Start of Dataset extract
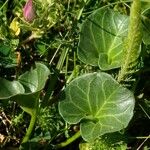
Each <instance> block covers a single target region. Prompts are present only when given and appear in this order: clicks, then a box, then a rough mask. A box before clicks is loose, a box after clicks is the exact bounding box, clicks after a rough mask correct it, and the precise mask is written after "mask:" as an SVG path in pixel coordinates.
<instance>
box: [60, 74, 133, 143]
mask: <svg viewBox="0 0 150 150" xmlns="http://www.w3.org/2000/svg"><path fill="white" fill-rule="evenodd" d="M61 98H62V100H61V101H60V103H59V111H60V114H61V115H62V117H63V118H64V120H65V121H67V122H68V123H70V124H76V123H79V122H80V129H81V135H82V137H83V138H84V139H85V140H86V141H92V140H94V139H95V138H97V137H98V136H100V135H103V134H105V133H110V132H115V131H119V130H121V129H123V128H125V127H126V126H127V125H128V123H129V121H130V119H131V118H132V116H133V109H134V96H133V94H132V93H131V92H130V91H129V90H128V89H126V88H124V87H122V86H121V85H119V84H118V83H117V82H116V81H115V80H114V79H113V78H112V77H111V76H110V75H108V74H106V73H90V74H86V75H82V76H80V77H78V78H76V79H75V80H73V81H72V82H71V83H70V84H69V85H68V86H67V87H66V89H65V90H64V91H63V93H62V97H61Z"/></svg>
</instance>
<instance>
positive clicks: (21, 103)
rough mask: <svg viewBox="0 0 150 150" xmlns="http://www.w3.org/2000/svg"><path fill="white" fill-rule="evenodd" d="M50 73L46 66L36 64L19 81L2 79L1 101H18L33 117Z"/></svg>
mask: <svg viewBox="0 0 150 150" xmlns="http://www.w3.org/2000/svg"><path fill="white" fill-rule="evenodd" d="M49 73H50V72H49V69H48V68H47V67H46V66H45V65H44V64H41V63H36V67H35V68H34V69H32V70H30V71H27V72H26V73H24V74H23V75H21V76H20V77H19V79H18V81H8V80H5V79H3V78H0V99H3V100H4V99H9V100H13V101H16V102H17V103H18V104H20V106H21V107H22V109H23V110H24V111H26V112H27V113H29V114H30V115H32V114H33V112H34V111H35V109H36V107H37V105H38V100H39V94H40V91H41V90H42V89H43V87H44V86H45V82H46V80H47V78H48V75H49Z"/></svg>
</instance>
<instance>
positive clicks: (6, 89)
mask: <svg viewBox="0 0 150 150" xmlns="http://www.w3.org/2000/svg"><path fill="white" fill-rule="evenodd" d="M20 93H24V88H23V86H22V85H21V84H20V83H19V82H18V81H8V80H6V79H3V78H0V100H1V99H9V98H10V97H12V96H14V95H17V94H20Z"/></svg>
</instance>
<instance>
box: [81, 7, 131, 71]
mask: <svg viewBox="0 0 150 150" xmlns="http://www.w3.org/2000/svg"><path fill="white" fill-rule="evenodd" d="M127 29H128V17H127V16H125V15H121V14H120V13H118V12H114V11H113V10H111V9H109V8H103V9H101V8H100V9H98V10H96V11H95V12H94V13H93V14H92V15H90V16H89V17H88V18H87V20H86V21H85V22H84V23H83V26H82V29H81V34H80V41H79V48H78V56H79V58H80V60H81V61H83V62H84V63H86V64H90V65H94V66H98V65H99V67H100V69H102V70H109V69H113V68H118V67H120V65H121V63H122V56H123V53H122V52H123V41H124V38H125V37H126V35H127Z"/></svg>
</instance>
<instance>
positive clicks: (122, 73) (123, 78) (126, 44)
mask: <svg viewBox="0 0 150 150" xmlns="http://www.w3.org/2000/svg"><path fill="white" fill-rule="evenodd" d="M141 33H142V31H141V1H140V0H133V3H132V6H131V9H130V23H129V29H128V37H127V40H126V41H125V46H124V60H123V64H122V66H121V70H120V73H119V76H118V82H121V81H124V80H126V79H127V78H128V76H129V75H130V74H133V73H134V72H136V66H137V63H138V60H137V59H138V58H139V55H140V44H141V42H142V34H141Z"/></svg>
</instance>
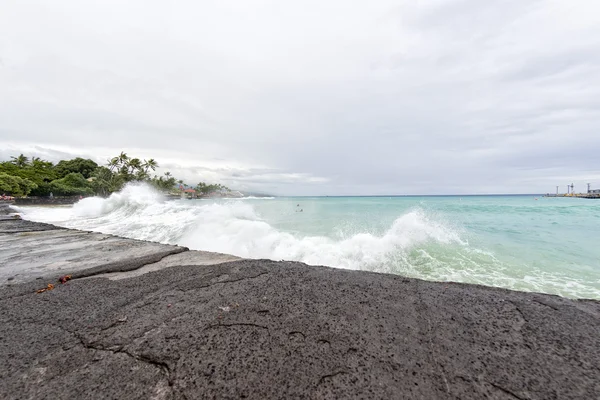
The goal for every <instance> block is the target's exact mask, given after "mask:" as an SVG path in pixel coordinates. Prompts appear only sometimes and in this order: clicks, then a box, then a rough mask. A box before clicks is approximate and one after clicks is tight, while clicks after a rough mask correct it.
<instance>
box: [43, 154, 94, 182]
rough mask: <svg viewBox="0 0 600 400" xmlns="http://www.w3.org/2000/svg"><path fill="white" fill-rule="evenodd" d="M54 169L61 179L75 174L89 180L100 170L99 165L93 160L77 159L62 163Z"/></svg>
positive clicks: (78, 157) (56, 166)
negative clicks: (92, 160)
mask: <svg viewBox="0 0 600 400" xmlns="http://www.w3.org/2000/svg"><path fill="white" fill-rule="evenodd" d="M54 168H55V169H56V173H57V175H58V177H59V178H64V177H65V176H67V175H68V174H70V173H72V172H75V173H79V174H81V175H83V177H84V178H86V179H87V178H89V177H90V176H92V173H93V172H94V171H95V170H96V168H98V164H96V163H95V162H94V161H92V160H89V159H84V158H81V157H77V158H74V159H72V160H68V161H64V160H63V161H60V162H59V163H58V164H56V166H55V167H54Z"/></svg>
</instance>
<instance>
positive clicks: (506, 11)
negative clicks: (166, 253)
mask: <svg viewBox="0 0 600 400" xmlns="http://www.w3.org/2000/svg"><path fill="white" fill-rule="evenodd" d="M121 150H125V151H126V152H127V153H128V154H130V155H134V156H138V157H142V158H149V157H152V158H155V159H156V160H157V161H158V162H159V163H160V164H161V166H163V167H165V168H166V169H168V170H170V171H171V172H173V173H174V175H176V176H178V177H181V178H183V179H185V180H186V181H187V182H188V183H190V184H195V183H197V182H198V181H200V180H205V181H214V182H221V183H224V184H226V185H228V186H230V187H233V188H238V189H246V190H258V191H263V192H270V193H274V194H282V195H286V194H298V195H313V194H316V195H336V194H339V195H343V194H449V193H502V192H505V193H506V192H511V193H545V192H552V191H555V190H556V189H555V186H556V185H561V190H562V191H565V190H566V185H567V184H568V183H570V182H574V183H575V185H576V190H578V189H581V190H583V189H584V187H583V186H584V184H585V183H587V182H592V183H594V186H596V187H598V188H600V2H598V1H597V0H561V1H553V0H543V1H542V0H526V1H525V0H494V1H484V0H427V1H418V0H406V1H403V0H400V1H385V0H381V1H380V0H371V1H368V2H367V1H360V2H350V1H343V0H328V1H323V0H319V1H312V0H303V1H293V2H292V1H255V0H239V1H227V0H215V1H198V0H196V1H192V0H190V1H183V0H180V1H162V0H128V1H122V0H118V1H117V0H102V1H93V2H92V1H83V0H53V1H47V0H41V1H28V0H1V1H0V158H2V159H7V158H8V157H9V155H13V154H18V153H21V152H25V153H26V154H27V155H41V156H43V157H45V158H48V159H51V160H57V159H60V158H65V157H67V158H68V157H74V156H84V157H91V158H94V159H96V160H98V161H103V160H106V159H107V158H108V157H110V156H113V155H116V154H118V153H119V152H120V151H121Z"/></svg>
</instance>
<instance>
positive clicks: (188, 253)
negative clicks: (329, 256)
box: [0, 229, 600, 399]
mask: <svg viewBox="0 0 600 400" xmlns="http://www.w3.org/2000/svg"><path fill="white" fill-rule="evenodd" d="M62 231H63V230H60V229H59V230H57V232H62ZM69 232H71V233H73V232H75V231H69ZM57 234H58V233H57ZM2 235H3V236H10V235H14V233H4V234H0V236H2ZM73 235H76V234H75V233H73ZM88 235H90V234H88ZM93 235H96V234H93ZM98 235H99V234H98ZM60 237H63V238H71V239H72V238H73V237H70V236H60ZM75 237H77V236H75ZM57 238H58V237H57ZM63 240H67V239H63ZM69 240H70V239H69ZM123 240H125V239H123ZM0 243H1V244H0V252H4V251H5V250H6V248H7V247H5V243H7V242H0ZM14 243H15V242H10V246H13V245H14ZM44 243H46V242H44ZM53 243H54V242H53ZM141 243H145V242H141ZM44 246H45V247H44ZM176 249H181V248H176ZM52 251H53V250H52V246H49V245H47V244H45V245H43V246H42V245H40V246H39V247H38V248H37V250H36V252H37V253H38V254H37V256H39V257H43V253H44V252H50V254H51V255H52V254H55V253H53V252H52ZM161 251H162V250H161ZM194 253H196V252H191V251H190V252H188V251H186V252H181V253H179V254H175V255H165V256H163V257H162V259H161V260H160V261H156V262H152V263H148V264H144V265H154V267H153V268H150V269H149V270H148V271H147V272H146V273H143V274H140V275H135V276H126V277H122V279H113V278H115V273H114V272H112V273H110V274H108V275H105V276H103V277H98V276H96V275H97V274H101V273H102V274H103V273H104V272H99V271H100V270H97V269H93V270H92V272H90V271H87V272H86V271H85V270H82V271H81V272H82V273H81V275H82V276H86V275H87V276H89V275H93V276H92V277H88V278H86V279H79V277H78V275H77V274H74V275H73V280H71V281H69V282H68V283H66V284H64V285H62V284H58V283H56V282H54V283H56V287H55V289H54V290H51V291H47V292H44V293H40V294H36V293H35V289H36V288H38V287H43V286H45V284H46V283H48V282H49V281H48V282H47V281H46V280H30V281H27V282H25V283H22V284H5V285H4V286H2V287H1V288H0V314H1V315H2V320H1V321H0V358H1V359H2V360H3V362H2V363H0V397H2V398H8V399H17V398H19V399H20V398H123V399H124V398H127V399H130V398H140V399H148V398H154V399H186V398H188V399H191V398H255V399H264V398H331V399H333V398H409V399H412V398H414V399H421V398H424V399H437V398H442V399H445V398H449V399H470V398H472V399H480V398H489V399H552V398H556V399H570V398H576V399H590V398H596V397H597V394H598V393H600V303H599V302H597V301H593V300H587V301H586V300H569V299H564V298H560V297H556V296H550V295H542V294H533V293H521V292H514V291H508V290H503V289H495V288H489V287H483V286H475V285H466V284H457V283H435V282H426V281H421V280H416V279H407V278H403V277H400V276H395V275H385V274H375V273H368V272H359V271H347V270H340V269H333V268H326V267H311V266H307V265H305V264H302V263H295V262H274V261H269V260H237V261H231V260H229V259H228V258H227V257H230V256H225V255H214V253H203V254H202V253H201V252H199V253H200V255H197V256H195V255H193V254H194ZM211 254H213V255H214V263H211V261H210V260H211V257H212V256H211ZM51 257H55V255H52V256H51ZM88 262H89V263H90V265H92V264H94V262H95V261H94V257H90V258H89V260H88ZM122 262H123V263H124V265H126V263H127V260H125V259H124V260H122ZM97 264H98V263H97V262H96V264H94V265H97ZM157 264H159V265H161V266H162V268H157V267H156V265H157ZM93 268H97V266H93ZM142 268H144V267H143V266H138V267H136V268H133V267H132V268H131V270H135V271H137V270H139V269H142ZM123 269H128V267H127V266H125V267H124V268H123ZM116 275H118V274H116ZM51 277H52V274H46V275H44V279H50V278H51ZM108 277H111V279H108Z"/></svg>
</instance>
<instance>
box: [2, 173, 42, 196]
mask: <svg viewBox="0 0 600 400" xmlns="http://www.w3.org/2000/svg"><path fill="white" fill-rule="evenodd" d="M36 187H37V185H36V184H35V183H33V182H32V181H30V180H29V179H24V178H21V177H20V176H14V175H9V174H7V173H4V172H0V192H2V194H9V195H12V196H17V197H18V196H27V195H28V194H29V192H31V190H32V189H35V188H36Z"/></svg>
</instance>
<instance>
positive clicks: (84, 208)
mask: <svg viewBox="0 0 600 400" xmlns="http://www.w3.org/2000/svg"><path fill="white" fill-rule="evenodd" d="M256 201H260V200H258V199H253V200H251V201H240V200H226V201H218V202H212V201H188V200H175V201H169V200H166V199H164V198H163V196H161V195H160V193H158V192H156V191H155V190H154V189H152V188H150V187H149V186H147V185H128V186H127V187H126V188H125V189H124V190H123V191H121V192H119V193H114V194H112V195H111V196H110V197H109V198H107V199H102V198H97V197H93V198H87V199H83V200H81V201H79V202H78V203H76V204H75V205H73V206H72V207H71V206H67V207H27V208H21V209H20V211H21V212H22V215H23V217H24V218H26V219H31V220H35V221H41V222H49V223H54V224H56V225H59V226H65V227H68V228H76V229H84V230H91V231H97V232H103V233H110V234H115V235H120V236H124V237H129V238H133V239H142V240H151V241H158V242H162V243H170V244H178V245H183V246H187V247H189V248H191V249H195V250H206V251H214V252H221V253H228V254H233V255H237V256H240V257H247V258H268V259H273V260H293V261H302V262H305V263H307V264H312V265H328V266H332V267H339V268H349V269H363V270H371V271H377V272H388V273H397V274H401V275H404V276H409V277H417V278H423V279H430V280H440V281H457V282H469V283H478V284H485V285H491V286H501V287H506V288H512V289H519V290H530V291H541V292H548V293H556V294H562V295H567V296H573V297H580V296H581V297H597V298H598V297H600V293H599V292H598V291H597V290H595V289H593V288H591V287H589V286H588V285H585V284H583V283H579V282H576V281H573V280H570V282H569V284H568V285H565V277H564V276H561V275H548V274H545V275H540V274H537V273H536V271H532V270H531V268H528V267H527V266H526V265H506V264H505V263H503V262H501V261H499V260H498V259H496V257H495V256H494V255H493V254H492V253H490V252H487V251H485V250H482V249H478V248H474V247H472V246H470V245H469V243H468V241H467V240H465V239H464V238H462V237H461V232H460V230H457V229H455V228H453V227H451V226H449V225H448V224H447V223H444V222H443V221H440V220H436V218H432V216H430V215H427V213H426V212H425V211H423V210H422V209H419V208H415V209H412V210H408V211H406V212H404V213H403V214H402V215H399V216H398V217H397V218H396V219H395V220H394V221H393V223H392V224H391V226H389V227H388V228H387V229H386V230H385V231H384V232H383V233H380V234H373V233H369V232H364V231H363V232H362V233H357V234H353V235H348V236H344V235H342V236H341V237H342V238H338V239H334V238H331V237H325V236H315V235H312V236H311V235H301V234H297V233H294V234H293V233H289V232H285V231H282V230H279V229H276V228H275V227H274V226H272V225H271V224H270V223H269V222H267V221H266V220H265V219H264V218H263V217H262V216H261V215H260V214H259V213H258V212H257V211H256V208H255V207H254V205H253V202H256ZM264 201H268V200H267V199H265V200H264ZM254 204H255V203H254ZM359 232H360V229H359ZM536 274H537V275H536Z"/></svg>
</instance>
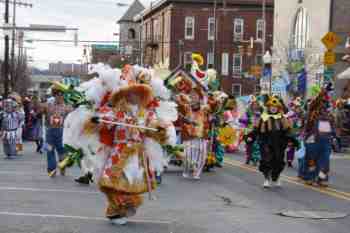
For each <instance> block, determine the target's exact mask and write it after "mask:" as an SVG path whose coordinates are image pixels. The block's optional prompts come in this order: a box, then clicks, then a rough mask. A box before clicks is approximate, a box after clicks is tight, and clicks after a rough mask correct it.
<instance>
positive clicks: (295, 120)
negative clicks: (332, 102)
mask: <svg viewBox="0 0 350 233" xmlns="http://www.w3.org/2000/svg"><path fill="white" fill-rule="evenodd" d="M289 107H290V110H289V112H288V113H287V118H288V120H289V121H290V124H291V128H292V133H293V135H294V136H295V138H296V139H297V140H298V142H295V141H289V142H288V147H287V151H286V153H287V163H288V167H293V161H294V157H295V152H296V149H297V148H298V145H299V144H300V141H301V140H302V136H303V135H302V131H303V129H304V120H305V113H304V110H303V101H302V99H301V98H300V97H297V98H295V99H294V100H293V101H292V102H291V103H290V104H289Z"/></svg>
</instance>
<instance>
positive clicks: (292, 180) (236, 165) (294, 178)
mask: <svg viewBox="0 0 350 233" xmlns="http://www.w3.org/2000/svg"><path fill="white" fill-rule="evenodd" d="M225 164H227V165H231V166H233V167H239V168H241V169H244V170H247V171H251V172H254V173H259V171H258V170H257V169H256V168H254V167H251V166H248V165H244V164H242V163H240V162H237V161H233V160H227V159H226V160H225ZM281 177H282V180H283V181H286V182H288V183H291V184H295V185H298V186H303V187H306V188H308V189H311V190H313V191H316V192H319V193H322V194H326V195H328V196H332V197H335V198H338V199H342V200H346V201H350V193H347V192H343V191H339V190H336V189H332V188H318V187H314V186H310V185H306V184H304V183H303V182H300V181H299V180H298V178H295V177H290V176H286V175H282V176H281Z"/></svg>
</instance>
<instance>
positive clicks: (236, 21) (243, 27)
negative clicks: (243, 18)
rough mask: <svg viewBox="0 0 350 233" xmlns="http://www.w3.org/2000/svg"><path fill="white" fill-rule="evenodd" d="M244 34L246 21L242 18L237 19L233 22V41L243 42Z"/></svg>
mask: <svg viewBox="0 0 350 233" xmlns="http://www.w3.org/2000/svg"><path fill="white" fill-rule="evenodd" d="M243 33H244V20H243V19H240V18H236V19H234V21H233V40H234V41H241V40H243Z"/></svg>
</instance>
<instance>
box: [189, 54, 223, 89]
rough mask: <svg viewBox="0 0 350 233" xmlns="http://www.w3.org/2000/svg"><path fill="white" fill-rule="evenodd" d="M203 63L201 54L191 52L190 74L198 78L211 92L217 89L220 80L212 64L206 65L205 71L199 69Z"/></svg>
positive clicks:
End of Dataset extract
▸ Description of the task
Within the material above, the line with "positive clicks: (188, 253)" opens the range and the line with "negative clicks: (329, 256)" closes it; reproduce that range word for word.

▸ Problem solution
positive clicks: (188, 253)
negative clicks: (329, 256)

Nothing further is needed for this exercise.